[INSTRUCTIONS FOR THE TASK] Retype everything in the listing, leaving each line exactly as it is.

[RECORDS FOR PROCESSING]
━━━━━━━━
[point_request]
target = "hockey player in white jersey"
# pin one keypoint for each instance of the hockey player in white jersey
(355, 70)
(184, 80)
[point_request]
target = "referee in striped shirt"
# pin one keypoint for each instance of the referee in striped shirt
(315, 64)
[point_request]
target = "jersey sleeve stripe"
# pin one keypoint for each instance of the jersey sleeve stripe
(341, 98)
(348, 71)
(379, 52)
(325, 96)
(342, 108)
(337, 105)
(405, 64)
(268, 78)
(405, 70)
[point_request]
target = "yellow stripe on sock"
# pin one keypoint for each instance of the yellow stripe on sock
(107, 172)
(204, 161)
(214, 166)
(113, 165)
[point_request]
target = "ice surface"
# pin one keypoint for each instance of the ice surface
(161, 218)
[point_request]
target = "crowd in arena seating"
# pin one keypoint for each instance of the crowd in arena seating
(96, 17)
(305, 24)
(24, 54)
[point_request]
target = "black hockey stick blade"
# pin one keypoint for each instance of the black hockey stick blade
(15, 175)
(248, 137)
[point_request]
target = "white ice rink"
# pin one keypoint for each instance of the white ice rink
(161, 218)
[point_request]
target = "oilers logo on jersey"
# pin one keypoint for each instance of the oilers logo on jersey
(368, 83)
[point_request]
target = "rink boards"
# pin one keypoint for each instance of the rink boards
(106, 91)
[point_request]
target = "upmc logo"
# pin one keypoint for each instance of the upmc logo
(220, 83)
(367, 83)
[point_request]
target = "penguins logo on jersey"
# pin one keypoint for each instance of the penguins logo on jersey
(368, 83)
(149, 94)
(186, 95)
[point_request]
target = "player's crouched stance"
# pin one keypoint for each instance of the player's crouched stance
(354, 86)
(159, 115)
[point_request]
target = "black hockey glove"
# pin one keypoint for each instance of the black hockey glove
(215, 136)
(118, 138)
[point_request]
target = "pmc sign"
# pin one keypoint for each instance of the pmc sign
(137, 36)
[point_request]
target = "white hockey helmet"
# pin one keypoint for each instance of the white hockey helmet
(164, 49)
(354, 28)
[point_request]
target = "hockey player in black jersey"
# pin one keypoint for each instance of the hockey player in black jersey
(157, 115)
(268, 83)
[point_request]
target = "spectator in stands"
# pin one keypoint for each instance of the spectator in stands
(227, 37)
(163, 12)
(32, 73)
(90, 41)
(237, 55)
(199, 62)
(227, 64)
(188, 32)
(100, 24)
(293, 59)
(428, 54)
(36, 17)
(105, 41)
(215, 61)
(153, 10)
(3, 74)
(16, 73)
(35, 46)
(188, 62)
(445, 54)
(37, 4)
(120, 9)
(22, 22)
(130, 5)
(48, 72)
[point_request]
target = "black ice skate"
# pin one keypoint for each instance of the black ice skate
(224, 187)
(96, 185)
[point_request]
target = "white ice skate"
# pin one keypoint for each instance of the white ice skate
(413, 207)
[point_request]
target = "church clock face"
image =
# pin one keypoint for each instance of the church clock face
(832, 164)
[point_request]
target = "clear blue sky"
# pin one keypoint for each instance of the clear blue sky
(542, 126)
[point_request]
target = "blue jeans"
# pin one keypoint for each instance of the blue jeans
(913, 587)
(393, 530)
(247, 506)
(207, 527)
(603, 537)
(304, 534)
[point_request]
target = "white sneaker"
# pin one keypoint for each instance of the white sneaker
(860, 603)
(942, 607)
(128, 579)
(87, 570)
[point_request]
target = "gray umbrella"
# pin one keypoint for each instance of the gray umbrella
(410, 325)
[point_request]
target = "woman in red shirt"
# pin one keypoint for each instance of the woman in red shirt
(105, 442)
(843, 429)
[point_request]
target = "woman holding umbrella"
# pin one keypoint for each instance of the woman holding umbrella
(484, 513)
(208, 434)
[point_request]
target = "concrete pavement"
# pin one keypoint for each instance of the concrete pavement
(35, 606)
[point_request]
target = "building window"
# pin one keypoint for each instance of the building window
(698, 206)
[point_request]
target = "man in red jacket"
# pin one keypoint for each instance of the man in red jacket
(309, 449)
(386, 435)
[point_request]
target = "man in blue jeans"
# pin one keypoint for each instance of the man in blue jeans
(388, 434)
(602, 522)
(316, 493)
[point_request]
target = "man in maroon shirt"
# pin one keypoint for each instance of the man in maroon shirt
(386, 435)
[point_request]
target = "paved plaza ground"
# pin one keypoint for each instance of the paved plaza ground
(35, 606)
━━━━━━━━
[SOLUTION TO THE PROBLEM]
[point_request]
target = "hockey player in white jersey"
# pin one keypoint for each instance of the hockey player in white jersey
(355, 70)
(184, 80)
[point_request]
target = "referee in striped shirt"
# pin one keypoint for each instance of the referee in striped shirt
(315, 64)
[point_request]
target = "jersey sleeve stripe"
# pin one keypoint for each instance of the jersey sleeve stripe
(341, 98)
(348, 71)
(379, 52)
(325, 96)
(342, 108)
(337, 105)
(405, 64)
(268, 78)
(405, 70)
[point_request]
target = "yellow stripe on sock"
# pin one keypoint for each instance of the yellow stripe on sock
(107, 172)
(204, 161)
(214, 166)
(113, 165)
[point_request]
target = "ice surface"
# pin one keypoint for each instance of the ice surface
(161, 218)
[point_request]
target = "crowd in arena seating"
# pin one keypoint for each instance of the crowd in arena seating
(96, 17)
(305, 24)
(24, 54)
[point_request]
target = "black hockey stick blade"
# pin one keypoint for each instance of the black hockey stick blade
(15, 175)
(248, 137)
[point_request]
target = "white ice rink"
# pin one keypoint for each instance of the white ice rink
(161, 218)
[point_request]
target = "oilers logo on jersey"
# pin one keypoint for each instance of the oilers logo on jersey
(368, 83)
[point_request]
target = "rink boards"
# pin one keypoint for each instance of the rink boards
(106, 91)
[point_request]
target = "upmc logo"
# pin one keypoint for each instance of the upmc logo
(220, 83)
(367, 83)
[point_request]
target = "penguins logo on jersey"
# pin one keypoint for each instance of the penguins logo on jersey
(368, 83)
(149, 94)
(186, 95)
[point_request]
target = "player's crouched stance"
# pin one keypoint for each instance of the player's crouched stance
(354, 86)
(159, 115)
[point_request]
target = "black hockey glove"
# pin one keypoint for each instance of the black hockey glove
(215, 136)
(118, 138)
[point_request]
target = "pmc sign"
# pin one keypoint for each instance of the pmc sign
(137, 36)
[point_request]
target = "white hockey helmet"
# pin one keypoint for each instance of the white hockey helmet
(164, 49)
(354, 28)
[point_request]
target = "hockey player in black jersey"
# pin one keypoint for each instance of the hockey player in black jersey
(157, 115)
(268, 83)
[point_request]
target = "spectator in stands"
# pin one keypoint for each instance of the spectator in stands
(227, 37)
(163, 12)
(32, 73)
(90, 41)
(237, 55)
(199, 62)
(227, 64)
(188, 32)
(100, 24)
(293, 59)
(428, 54)
(36, 17)
(105, 41)
(215, 61)
(153, 10)
(3, 74)
(16, 73)
(35, 46)
(188, 62)
(445, 54)
(37, 4)
(120, 9)
(22, 22)
(130, 5)
(48, 72)
[point_request]
target = "black ice skate"
# pin one keypoint for each instance of the black ice skate
(224, 187)
(96, 185)
[point_request]
target = "white ice skate"
# pin one keypoint for each instance of the white ice skate
(413, 207)
[point_request]
target = "church clock face"
image =
# pin one keypoint for each instance of the church clock face
(832, 164)
[point_request]
target = "clear blue sky"
# pin one keypoint for each instance of the clear blue sky
(542, 126)
[point_request]
target = "blue jeans"
# pin one keypoint for each instance of the blue jeans
(913, 587)
(393, 530)
(247, 506)
(207, 527)
(603, 537)
(304, 534)
[point_request]
target = "white sneaker"
# pin one keypoint for each instance of the white sneaker
(860, 603)
(942, 607)
(128, 579)
(87, 570)
[point_request]
target = "gray umbrella"
# pin one keypoint for each instance of the gray umbrella
(410, 325)
[point_request]
target = "woman in red shirt"
# pin one keypoint for each instance of the woman in red shirt
(105, 442)
(843, 429)
[point_request]
target = "woman holding umbrella"
# pin one keypoint for each instance of the woman holding umbrella
(484, 513)
(208, 434)
[point_request]
target = "concrete pavement"
# pin one keypoint for each instance of the concrete pavement
(35, 606)
[point_request]
target = "building window"
# pin one keypoint for each instance of the building window
(698, 206)
[point_request]
target = "man in red jacket"
# pin one keypoint for each instance of the man in red jacket
(309, 449)
(386, 435)
[point_request]
target = "man in blue jeans"
# pin one keypoint for each instance of the man in blue jeans
(388, 434)
(602, 522)
(316, 493)
[point_request]
target = "man in maroon shirt"
# pin one keypoint for each instance of the man in maroon shirt
(386, 435)
[point_request]
target = "paved plaza ground"
# pin one keypoint for each instance of the paved plaza ground
(35, 606)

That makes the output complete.